→ **TEXTE D'ÉTUDE**
┄┄┄┄┄┄┄┄┄┄┄┄┄┄┄┄┄┄┄┄

Explication de texte :

Tlhéry = Hitler

Massacrier = massacreurs

Lempereur = Guillaume II

Landarre = Darlan

Crevet = crevés.

 

Jean Locquin qui fut adjoint au maire de Nevers raconte ce fait curieux dans ses souvenirs tout comme le docteur Raymond Chanel (1908-1999) dans « Un médecin en enfer » (propos recueillis par Michel Chrestien) paru en 1970.

L’auteur de cette mystification l’a localisée dans deux villages de la Nièvre qui ont en commun de s’être appelés Saxi-les-Allemands** et Brinon-les-Allemands***. Peut-être s’agit-il de représailles ciblées à cause de cette adjonction qui, en réalité, ne serait qu’une déformation de « les Alamans », peuple qui séjourna dans la région.

┄┄┄┄┄┄┄┄┄┄┄┄┄┄┄┄┄┄┄┄

→ **D'APRÈS LES INFORMATIONS**
1. D'après le texte sur la mystification nivernaise, quels sont les deux villages de la Nièvre où son auteur l'a localisée ?
2. Poursuivez le texte sur la mystification nivernaise à la suite de sa dernière phrase.
Le matériel qui suit ne joue aucun rôle ici.

Données sources

┄┄┄┄┄┄┄┄┄┄┄┄┄┄┄┄┄┄┄┄

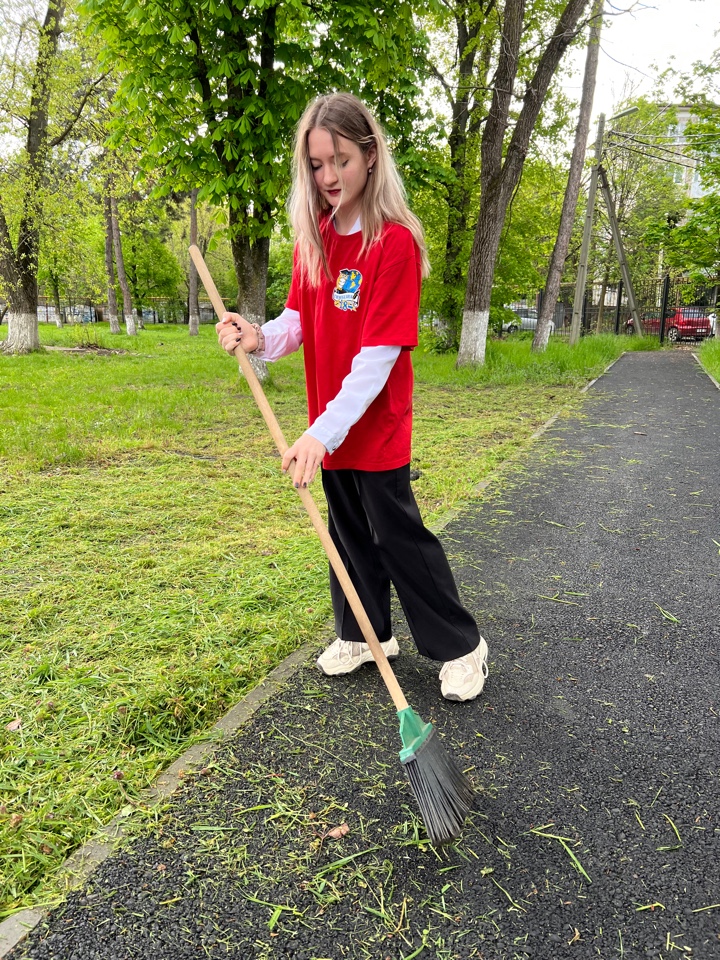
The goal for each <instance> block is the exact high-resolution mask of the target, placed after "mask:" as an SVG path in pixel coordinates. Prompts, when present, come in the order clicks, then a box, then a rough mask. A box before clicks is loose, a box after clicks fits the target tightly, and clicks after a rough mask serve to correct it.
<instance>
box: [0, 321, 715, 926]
mask: <svg viewBox="0 0 720 960" xmlns="http://www.w3.org/2000/svg"><path fill="white" fill-rule="evenodd" d="M5 333H6V328H4V327H3V328H0V337H3V336H4V335H5ZM41 339H42V342H43V344H44V345H46V346H50V347H53V346H54V347H68V346H81V347H85V348H86V351H85V352H84V353H68V352H64V351H62V350H51V351H47V352H40V353H36V354H33V355H31V356H27V357H6V356H2V355H0V423H1V424H2V429H1V431H0V564H1V565H2V570H3V578H2V586H1V587H0V689H1V690H2V698H1V699H0V702H1V703H2V711H1V713H0V863H1V864H2V866H1V867H0V870H1V875H0V883H1V885H2V890H1V897H0V916H4V915H7V914H10V913H12V912H14V911H15V910H17V909H19V908H21V907H23V906H28V905H32V904H34V903H37V902H38V898H39V897H41V887H40V886H39V885H40V884H41V882H42V881H43V880H44V879H45V878H47V877H48V876H49V875H51V874H52V871H53V870H54V868H56V867H57V866H58V864H59V863H61V862H62V860H63V859H64V858H65V857H66V856H67V854H68V853H69V852H70V851H71V850H72V849H73V848H75V847H77V845H78V844H79V843H81V842H82V841H83V840H84V839H86V838H87V837H88V835H90V834H91V833H92V832H93V831H95V830H96V829H97V827H98V825H99V824H101V823H105V822H107V821H108V820H109V819H110V818H111V817H112V816H113V815H114V814H115V813H116V812H117V811H118V810H119V809H120V808H122V807H124V806H126V805H127V804H128V803H134V802H135V801H136V800H137V799H138V797H139V796H140V793H141V791H142V789H143V788H144V787H146V786H147V785H148V784H149V783H151V782H152V781H153V779H154V778H155V777H156V776H157V774H158V773H159V772H160V771H161V770H162V769H164V768H165V767H166V766H167V765H168V764H169V763H170V762H171V761H172V760H173V759H174V758H175V757H177V756H178V755H179V754H180V753H181V752H182V751H183V750H184V749H186V748H187V746H188V744H189V743H191V742H192V741H193V740H197V739H199V738H202V737H203V736H207V731H208V729H209V728H210V726H211V724H212V723H213V721H214V720H215V719H217V717H218V716H220V715H222V713H223V712H225V711H226V710H227V709H228V707H229V706H230V705H231V704H232V703H234V702H236V701H237V700H238V699H239V698H240V697H241V696H242V695H243V694H244V693H245V692H246V691H247V690H248V689H250V688H251V687H252V686H254V685H255V684H256V683H257V682H258V681H259V680H261V679H262V677H263V676H265V675H266V674H267V673H268V672H269V671H270V670H271V669H272V668H273V667H274V666H275V665H276V664H277V663H278V662H280V661H281V660H282V659H283V658H284V657H285V656H286V655H287V654H288V653H290V652H291V651H292V650H293V649H296V648H297V647H298V646H299V645H300V644H302V643H303V642H305V641H308V640H315V639H318V640H321V639H323V638H326V637H327V636H328V633H329V626H328V624H329V617H330V606H329V599H328V596H327V589H326V563H325V559H324V555H323V554H322V551H321V549H320V547H319V545H318V544H317V542H316V538H315V535H314V533H312V531H311V528H310V527H309V524H308V523H307V521H306V520H305V518H304V515H303V511H302V507H301V505H300V503H299V501H298V500H297V498H296V496H295V494H294V492H293V491H292V489H291V487H290V485H289V483H288V482H287V480H286V479H285V478H282V477H281V476H280V474H279V458H278V456H277V454H276V453H275V451H274V448H273V444H272V441H271V440H270V439H269V438H268V437H267V436H266V432H265V428H264V426H263V423H262V420H261V417H260V415H259V413H258V412H257V411H256V409H255V406H254V402H253V401H252V398H251V396H250V394H249V391H248V390H247V388H246V386H245V384H244V383H243V382H242V381H240V379H239V378H238V377H237V375H236V374H235V372H234V365H233V364H232V363H231V362H230V361H229V360H228V358H227V357H226V356H225V355H224V354H222V353H221V352H220V351H219V350H218V348H217V345H216V343H215V338H214V332H213V330H212V328H211V327H202V328H201V331H200V336H199V337H198V338H192V339H191V338H190V337H188V336H187V328H180V327H166V326H158V327H150V328H149V329H147V330H145V331H144V332H142V333H141V335H140V336H139V337H137V338H128V337H126V336H124V335H119V336H114V337H113V336H111V335H110V334H109V332H108V331H107V328H104V327H101V326H98V327H91V328H88V327H79V326H78V327H70V328H66V329H64V330H58V329H56V328H55V327H50V326H48V327H45V326H43V327H42V329H41ZM627 346H632V347H633V348H635V347H636V341H630V342H628V341H627V340H625V339H616V338H614V337H598V338H589V339H588V340H586V341H583V342H582V343H581V344H580V345H579V347H577V348H575V349H574V350H572V351H571V350H570V349H569V348H568V347H567V345H566V344H563V343H559V342H558V343H553V344H551V346H550V348H549V349H548V351H547V353H545V354H543V355H542V356H540V357H535V356H533V355H532V354H531V353H530V344H529V341H526V340H520V341H518V342H516V343H511V342H507V341H506V342H498V343H495V342H493V343H490V344H489V350H488V360H487V364H486V365H485V366H484V367H483V368H481V369H477V370H462V371H455V369H454V366H453V358H452V357H438V356H429V355H423V354H422V353H420V352H418V354H417V356H416V358H415V359H416V381H417V385H416V419H415V451H414V465H415V466H417V467H418V468H419V469H420V471H421V477H420V480H419V481H417V483H416V484H415V492H416V496H417V498H418V500H419V502H420V505H421V509H422V510H423V512H424V514H425V516H426V518H427V519H428V520H432V519H433V518H437V517H438V516H439V515H440V514H441V513H443V512H444V511H445V510H447V509H448V508H449V507H451V506H453V505H454V504H456V503H458V502H459V501H462V500H463V499H467V498H468V497H469V496H471V495H472V492H473V489H474V487H475V486H476V485H477V483H478V482H479V481H481V480H482V479H483V478H484V477H487V476H488V475H489V474H491V473H492V471H493V470H494V469H495V468H496V467H497V466H498V464H500V463H501V462H503V461H504V460H507V459H508V458H509V457H512V456H513V455H515V454H516V453H517V452H518V451H521V450H522V449H523V448H524V446H525V445H526V444H527V442H528V438H529V437H530V436H531V435H532V433H533V432H534V431H535V430H536V429H537V427H538V426H539V425H540V424H541V423H543V422H544V421H545V420H546V419H547V418H548V417H549V416H550V415H552V414H553V413H555V412H557V410H558V409H559V408H561V407H565V406H568V407H570V408H573V407H576V406H577V405H578V404H579V403H580V402H581V400H580V393H579V388H580V387H581V386H582V385H583V384H584V383H586V382H587V381H588V379H590V378H592V377H595V376H597V375H598V374H599V373H600V372H601V371H602V370H603V368H604V367H605V366H606V365H607V364H608V363H609V362H610V361H611V360H613V359H614V358H615V357H617V356H618V355H619V354H620V353H621V352H622V350H623V349H624V348H625V347H627ZM103 349H104V350H110V351H113V352H112V353H103V352H102V351H103ZM703 352H705V351H703ZM267 389H268V395H269V398H270V401H271V403H272V405H273V407H274V409H275V411H276V413H277V415H278V419H279V420H280V422H281V424H282V425H283V428H284V430H285V432H286V435H287V436H288V439H290V440H291V439H292V438H293V437H294V436H296V435H298V434H299V433H300V432H301V431H302V430H303V429H304V425H305V402H304V387H303V378H302V362H301V359H300V358H299V357H294V358H288V359H287V360H285V361H283V362H282V363H281V364H280V365H278V366H276V367H275V368H273V372H272V378H271V381H270V384H269V385H268V388H267Z"/></svg>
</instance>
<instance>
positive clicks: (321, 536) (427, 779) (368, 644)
mask: <svg viewBox="0 0 720 960" xmlns="http://www.w3.org/2000/svg"><path fill="white" fill-rule="evenodd" d="M190 256H191V257H192V259H193V262H194V264H195V266H196V267H197V271H198V274H199V275H200V279H201V280H202V282H203V284H204V286H205V289H206V291H207V293H208V296H209V297H210V300H211V301H212V305H213V307H214V309H215V313H216V314H217V316H218V320H222V317H223V314H224V313H225V307H224V305H223V302H222V300H221V299H220V295H219V293H218V291H217V288H216V287H215V284H214V283H213V280H212V277H211V276H210V273H209V271H208V268H207V266H206V264H205V261H204V260H203V256H202V254H201V252H200V250H199V249H198V247H196V246H195V245H194V244H193V245H192V246H191V247H190ZM236 358H237V360H238V362H239V364H240V369H241V371H242V373H243V375H244V376H245V379H246V380H247V382H248V385H249V386H250V390H251V391H252V395H253V397H254V398H255V402H256V403H257V405H258V407H259V409H260V412H261V413H262V415H263V418H264V419H265V423H266V425H267V428H268V430H269V431H270V434H271V436H272V438H273V440H274V441H275V445H276V446H277V449H278V450H279V452H280V455H281V456H282V455H283V454H284V453H285V451H286V450H287V449H288V444H287V443H286V442H285V437H284V436H283V433H282V430H281V429H280V425H279V423H278V422H277V420H276V418H275V414H274V413H273V411H272V408H271V407H270V404H269V403H268V400H267V397H266V396H265V393H264V391H263V389H262V387H261V386H260V382H259V380H258V378H257V376H256V375H255V371H254V370H253V368H252V365H251V363H250V361H249V360H248V358H247V356H246V354H245V351H244V350H243V349H242V347H241V348H240V350H238V351H237V353H236ZM293 466H294V461H293ZM297 492H298V494H299V496H300V499H301V500H302V503H303V506H304V507H305V509H306V511H307V513H308V516H309V517H310V520H311V522H312V525H313V527H315V531H316V532H317V535H318V536H319V537H320V542H321V543H322V545H323V548H324V550H325V553H326V554H327V556H328V559H329V561H330V563H331V565H332V568H333V570H334V571H335V574H336V575H337V578H338V580H339V582H340V585H341V587H342V589H343V591H344V593H345V596H346V597H347V600H348V603H349V604H350V608H351V609H352V612H353V613H354V614H355V618H356V620H357V622H358V625H359V626H360V629H361V631H362V634H363V637H364V638H365V640H366V642H367V645H368V647H369V648H370V652H371V653H372V655H373V658H374V660H375V662H376V664H377V667H378V670H379V671H380V675H381V677H382V679H383V680H384V682H385V686H386V687H387V690H388V693H389V694H390V697H391V699H392V701H393V703H394V704H395V708H396V710H397V714H398V717H399V720H400V739H401V740H402V743H403V749H402V750H401V751H400V760H401V762H402V764H403V767H404V769H405V772H406V774H407V777H408V780H409V781H410V786H411V788H412V791H413V793H414V795H415V799H416V800H417V804H418V807H419V808H420V814H421V816H422V818H423V821H424V823H425V828H426V830H427V833H428V836H429V838H430V841H431V843H432V844H433V845H434V846H440V845H441V844H444V843H450V842H451V841H452V840H455V839H456V838H457V837H458V836H459V835H460V831H461V829H462V825H463V822H464V820H465V817H466V816H467V814H468V813H469V811H470V808H471V807H472V803H473V799H474V793H473V788H472V786H471V784H470V782H469V780H468V779H467V777H466V776H465V774H464V773H463V772H462V770H461V769H460V767H459V766H458V765H457V764H456V763H455V761H454V760H453V759H452V758H451V757H450V756H448V755H447V753H446V752H445V750H444V749H443V747H442V744H441V743H440V741H439V740H438V737H437V735H436V733H435V730H434V729H433V727H432V725H431V724H429V723H424V722H423V721H422V719H421V718H420V717H419V716H418V714H417V713H415V711H414V710H413V709H412V707H410V706H409V704H408V702H407V700H406V698H405V695H404V694H403V692H402V690H401V689H400V684H399V683H398V681H397V679H396V677H395V674H394V673H393V669H392V667H391V666H390V663H389V661H388V659H387V657H386V656H385V652H384V650H383V649H382V647H381V646H380V641H379V640H378V638H377V635H376V633H375V631H374V629H373V627H372V624H371V623H370V620H369V618H368V615H367V613H366V612H365V608H364V607H363V604H362V601H361V600H360V597H359V596H358V593H357V590H356V589H355V586H354V585H353V582H352V580H351V579H350V576H349V574H348V572H347V570H346V569H345V565H344V564H343V562H342V560H341V558H340V554H339V553H338V552H337V549H336V547H335V544H334V543H333V541H332V538H331V536H330V532H329V531H328V529H327V527H326V526H325V523H324V522H323V519H322V516H321V515H320V511H319V510H318V507H317V504H316V503H315V501H314V500H313V497H312V494H311V493H310V490H309V489H307V488H304V487H299V488H297Z"/></svg>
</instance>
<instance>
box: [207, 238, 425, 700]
mask: <svg viewBox="0 0 720 960" xmlns="http://www.w3.org/2000/svg"><path fill="white" fill-rule="evenodd" d="M190 256H191V257H192V259H193V263H194V264H195V266H196V267H197V271H198V274H199V276H200V279H201V280H202V282H203V285H204V287H205V290H206V291H207V294H208V296H209V297H210V300H211V302H212V305H213V307H214V309H215V313H216V314H217V317H218V320H222V318H223V314H224V313H225V312H226V310H225V305H224V304H223V302H222V299H221V298H220V294H219V293H218V291H217V287H216V286H215V284H214V282H213V279H212V277H211V276H210V271H209V270H208V268H207V266H206V264H205V261H204V259H203V255H202V253H201V252H200V250H199V249H198V247H196V246H195V245H194V244H193V245H192V246H191V247H190ZM238 347H239V349H237V350H236V351H235V357H236V359H237V361H238V363H239V364H240V369H241V370H242V373H243V376H244V377H245V379H246V380H247V382H248V385H249V387H250V390H251V392H252V395H253V397H254V398H255V402H256V403H257V405H258V407H259V409H260V412H261V413H262V415H263V419H264V420H265V423H266V425H267V428H268V430H269V431H270V435H271V436H272V438H273V440H274V441H275V446H276V447H277V449H278V451H279V453H280V456H283V455H284V453H285V451H286V450H287V449H288V444H287V442H286V440H285V437H284V436H283V432H282V429H281V428H280V424H279V423H278V422H277V418H276V417H275V414H274V413H273V409H272V407H271V406H270V404H269V403H268V399H267V397H266V396H265V392H264V390H263V388H262V386H261V385H260V381H259V380H258V378H257V376H256V375H255V371H254V370H253V368H252V364H251V363H250V361H249V360H248V358H247V354H246V353H245V351H244V350H243V348H242V344H238ZM294 465H295V461H293V462H292V464H291V474H292V473H293V472H294ZM297 492H298V494H299V496H300V499H301V500H302V503H303V506H304V507H305V509H306V511H307V513H308V516H309V517H310V521H311V523H312V525H313V527H315V531H316V533H317V535H318V537H320V542H321V544H322V546H323V549H324V550H325V553H326V554H327V557H328V560H329V561H330V564H331V566H332V568H333V570H334V571H335V575H336V576H337V578H338V580H339V582H340V586H341V587H342V589H343V593H344V594H345V596H346V597H347V601H348V603H349V604H350V609H351V610H352V612H353V613H354V614H355V619H356V620H357V622H358V626H359V627H360V630H361V631H362V635H363V637H365V640H366V641H367V645H368V647H369V648H370V652H371V653H372V655H373V659H374V660H375V663H376V664H377V666H378V670H379V671H380V675H381V676H382V678H383V680H384V681H385V686H386V687H387V689H388V693H389V694H390V696H391V698H392V701H393V703H394V704H395V707H396V709H397V710H405V709H407V707H408V702H407V700H406V698H405V694H404V693H403V692H402V690H401V688H400V684H399V683H398V682H397V678H396V677H395V674H394V673H393V669H392V667H391V666H390V663H389V661H388V658H387V657H386V656H385V651H384V650H383V648H382V647H381V646H380V641H379V640H378V638H377V634H376V633H375V631H374V630H373V627H372V624H371V623H370V618H369V617H368V615H367V613H366V612H365V607H364V606H363V604H362V600H361V599H360V597H359V596H358V592H357V590H356V589H355V585H354V584H353V582H352V580H351V579H350V575H349V574H348V572H347V570H346V569H345V564H344V563H343V562H342V560H341V558H340V554H339V553H338V552H337V548H336V546H335V544H334V543H333V541H332V537H331V536H330V531H329V530H328V528H327V527H326V525H325V523H324V521H323V518H322V516H321V514H320V511H319V510H318V507H317V504H316V503H315V501H314V499H313V496H312V494H311V493H310V490H309V489H308V488H307V487H299V488H297Z"/></svg>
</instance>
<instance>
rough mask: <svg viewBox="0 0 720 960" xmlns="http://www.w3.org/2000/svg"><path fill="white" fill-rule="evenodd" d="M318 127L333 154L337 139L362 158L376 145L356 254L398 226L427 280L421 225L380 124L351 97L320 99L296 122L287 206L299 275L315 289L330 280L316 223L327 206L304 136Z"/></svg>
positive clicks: (359, 103)
mask: <svg viewBox="0 0 720 960" xmlns="http://www.w3.org/2000/svg"><path fill="white" fill-rule="evenodd" d="M318 127H320V128H322V129H324V130H327V131H328V133H329V134H330V136H331V137H332V140H333V145H334V147H335V155H336V156H337V155H338V154H339V152H340V150H339V142H338V138H339V137H344V138H345V139H346V140H351V141H352V142H353V143H355V144H357V146H358V147H359V148H360V150H361V151H362V153H363V154H367V153H368V151H369V150H370V149H371V147H373V146H374V147H375V151H376V157H375V160H374V162H373V166H372V174H371V175H370V176H368V179H367V183H366V185H365V189H364V190H363V194H362V197H361V204H360V223H361V228H362V238H363V242H362V248H361V252H362V253H365V251H366V250H369V249H370V248H371V247H372V246H373V244H375V243H377V242H378V240H379V239H380V236H381V234H382V229H383V225H384V224H385V223H399V224H402V225H403V226H405V227H407V228H408V230H409V231H410V233H411V234H412V235H413V238H414V240H415V242H416V243H417V245H418V247H419V248H420V255H421V258H422V275H423V276H424V277H426V276H427V275H428V273H429V272H430V261H429V259H428V255H427V249H426V247H425V237H424V234H423V228H422V224H421V223H420V221H419V220H418V218H417V217H416V216H415V214H414V213H412V212H411V211H410V210H409V209H408V205H407V199H406V195H405V188H404V187H403V183H402V180H401V179H400V175H399V173H398V172H397V169H396V167H395V163H394V161H393V159H392V157H391V156H390V151H389V150H388V146H387V142H386V140H385V135H384V133H383V131H382V129H381V127H380V125H379V124H378V123H377V121H376V120H375V118H374V117H373V116H372V114H371V113H370V111H369V110H368V109H367V107H366V106H365V105H364V104H363V103H362V102H361V101H360V100H358V99H357V97H354V96H353V95H352V94H350V93H334V94H331V95H329V96H324V97H319V98H318V99H317V100H314V101H313V102H312V103H311V104H309V106H308V107H307V108H306V110H305V112H304V113H303V115H302V117H301V119H300V123H299V124H298V128H297V134H296V137H295V155H294V159H293V188H292V192H291V194H290V200H289V202H288V207H289V211H290V222H291V223H292V225H293V229H294V230H295V236H296V238H297V251H298V258H299V265H300V275H301V277H303V279H307V280H308V281H309V282H310V284H311V286H313V287H316V286H318V285H319V283H320V278H321V275H322V274H323V273H324V274H325V275H326V276H327V277H328V279H330V280H332V279H333V278H332V277H331V276H330V270H329V267H328V263H327V258H326V256H325V248H324V245H323V240H322V232H321V224H320V220H321V214H322V213H323V212H325V211H327V210H330V209H331V208H330V204H329V203H328V202H327V200H325V198H324V197H323V196H322V195H321V194H320V192H319V191H318V189H317V187H316V185H315V180H314V177H313V172H312V169H311V166H310V157H309V153H308V136H309V134H310V131H311V130H314V129H316V128H318ZM341 180H342V177H341ZM341 202H342V201H341ZM331 216H332V213H331Z"/></svg>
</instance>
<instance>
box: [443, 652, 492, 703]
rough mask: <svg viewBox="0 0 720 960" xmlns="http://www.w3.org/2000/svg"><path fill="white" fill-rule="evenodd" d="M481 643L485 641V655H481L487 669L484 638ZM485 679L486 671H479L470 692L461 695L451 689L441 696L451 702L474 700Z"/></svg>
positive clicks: (483, 662)
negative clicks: (478, 672) (455, 692)
mask: <svg viewBox="0 0 720 960" xmlns="http://www.w3.org/2000/svg"><path fill="white" fill-rule="evenodd" d="M483 643H485V656H484V657H483V666H484V667H485V671H487V669H488V663H487V662H488V656H489V651H488V648H487V643H486V642H485V640H484V638H483ZM486 680H487V675H486V673H483V672H481V673H480V678H479V682H478V683H476V684H475V686H474V687H472V688H471V690H470V693H468V694H466V695H465V696H464V697H463V696H461V695H460V694H459V693H453V692H452V691H451V692H450V693H443V698H444V699H445V700H450V701H451V702H452V703H467V702H468V700H474V699H475V698H476V697H479V696H480V694H481V693H482V692H483V689H484V688H485V681H486Z"/></svg>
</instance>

┄┄┄┄┄┄┄┄┄┄┄┄┄┄┄┄┄┄┄┄

→ **RÉPONSES PROPOSÉES**
1. Saxi-les-Allemands et Brinon-les-Allemands.

2.
Louis Delallier

 

*Identité très plausible car ce nom est porté par une famille de négociants à Saxi-Bourdon en 1936. Le village comptait alors 586 habitants.

** « Le déjeuner de la Croix-de-Vernuche », Colonel Rémy, 1968 : « Par ailleurs, chacun sait à Nevers que la commune de Saxi-Bourdon s’appelait naguère Saxi-les-Allemands. »

*** Georges de Soultrait, dans son « Dictionnaire topographique du département de la Nièvre » (1865), mentionne que le nom de Brinon-les-Allemands a subsisté jusqu'en 1898 avant de prendre son nom actuel.